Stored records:
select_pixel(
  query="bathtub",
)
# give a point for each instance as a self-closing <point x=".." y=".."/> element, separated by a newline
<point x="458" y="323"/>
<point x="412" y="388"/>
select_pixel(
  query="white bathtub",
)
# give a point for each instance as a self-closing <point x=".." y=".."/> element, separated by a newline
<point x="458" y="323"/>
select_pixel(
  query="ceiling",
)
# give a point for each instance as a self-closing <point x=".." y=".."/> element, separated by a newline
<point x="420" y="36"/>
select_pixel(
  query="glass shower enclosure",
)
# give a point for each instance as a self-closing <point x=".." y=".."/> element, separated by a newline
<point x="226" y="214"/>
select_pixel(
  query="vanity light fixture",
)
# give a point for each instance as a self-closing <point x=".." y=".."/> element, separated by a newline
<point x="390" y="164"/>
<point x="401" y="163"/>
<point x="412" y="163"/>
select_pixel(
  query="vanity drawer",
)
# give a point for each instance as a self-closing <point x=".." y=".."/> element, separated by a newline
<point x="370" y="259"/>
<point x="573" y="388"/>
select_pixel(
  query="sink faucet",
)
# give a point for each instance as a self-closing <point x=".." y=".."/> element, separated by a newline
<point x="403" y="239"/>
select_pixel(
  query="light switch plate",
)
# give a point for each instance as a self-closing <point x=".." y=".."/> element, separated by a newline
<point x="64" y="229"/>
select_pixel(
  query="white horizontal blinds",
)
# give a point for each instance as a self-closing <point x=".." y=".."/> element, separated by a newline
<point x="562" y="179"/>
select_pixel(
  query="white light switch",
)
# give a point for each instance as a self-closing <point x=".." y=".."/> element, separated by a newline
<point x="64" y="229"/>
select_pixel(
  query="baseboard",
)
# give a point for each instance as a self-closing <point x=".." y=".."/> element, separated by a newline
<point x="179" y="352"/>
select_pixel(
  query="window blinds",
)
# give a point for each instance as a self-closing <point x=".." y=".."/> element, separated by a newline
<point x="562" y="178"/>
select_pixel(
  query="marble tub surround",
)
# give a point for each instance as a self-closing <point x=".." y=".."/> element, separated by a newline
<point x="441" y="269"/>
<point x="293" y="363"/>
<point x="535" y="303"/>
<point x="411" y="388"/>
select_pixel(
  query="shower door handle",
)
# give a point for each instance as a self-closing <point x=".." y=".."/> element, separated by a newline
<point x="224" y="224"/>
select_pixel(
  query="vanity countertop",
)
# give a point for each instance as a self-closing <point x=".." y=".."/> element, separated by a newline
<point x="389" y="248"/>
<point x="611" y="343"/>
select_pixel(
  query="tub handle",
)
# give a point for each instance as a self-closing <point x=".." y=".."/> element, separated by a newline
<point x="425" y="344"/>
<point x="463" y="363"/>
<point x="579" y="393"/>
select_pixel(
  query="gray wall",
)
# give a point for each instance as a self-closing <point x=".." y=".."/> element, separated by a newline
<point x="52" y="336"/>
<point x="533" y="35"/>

...

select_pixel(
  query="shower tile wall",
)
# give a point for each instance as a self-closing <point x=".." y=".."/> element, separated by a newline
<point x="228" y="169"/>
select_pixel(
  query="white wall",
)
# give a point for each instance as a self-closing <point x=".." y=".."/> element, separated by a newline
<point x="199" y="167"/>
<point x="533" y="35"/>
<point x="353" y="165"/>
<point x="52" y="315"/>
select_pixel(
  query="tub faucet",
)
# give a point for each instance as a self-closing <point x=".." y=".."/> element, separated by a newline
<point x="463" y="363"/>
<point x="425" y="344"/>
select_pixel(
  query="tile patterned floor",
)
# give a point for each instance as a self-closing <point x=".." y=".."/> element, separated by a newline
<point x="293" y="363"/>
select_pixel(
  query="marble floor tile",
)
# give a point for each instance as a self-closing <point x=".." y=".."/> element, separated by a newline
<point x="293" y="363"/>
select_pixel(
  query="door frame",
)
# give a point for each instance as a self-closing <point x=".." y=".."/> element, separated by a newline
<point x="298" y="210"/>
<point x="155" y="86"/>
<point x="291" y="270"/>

[Task to complete]
Extract from the data every line where "white" shows up.

[Response below]
  query="white bathtub",
  query="white horizontal blinds",
  query="white light switch",
  query="white wall",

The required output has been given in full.